— begin —
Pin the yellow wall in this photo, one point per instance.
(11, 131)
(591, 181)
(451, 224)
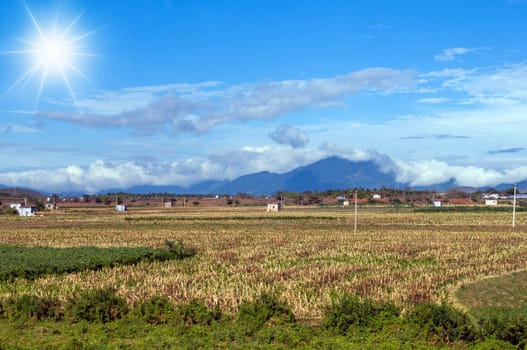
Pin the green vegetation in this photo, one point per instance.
(468, 208)
(498, 306)
(33, 262)
(100, 319)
— end —
_What you will do_:
Please write out every line of the items again, including their requests, and shift each coordinate in the answers by adding 119 to it. Leave the pictures out of your answer.

_Full output_:
Pin the yellow wall in this photo, one point per instance.
(130, 250)
(710, 300)
(570, 343)
Pin the green vegetation in this photo, one point per instance.
(587, 327)
(617, 425)
(152, 381)
(219, 438)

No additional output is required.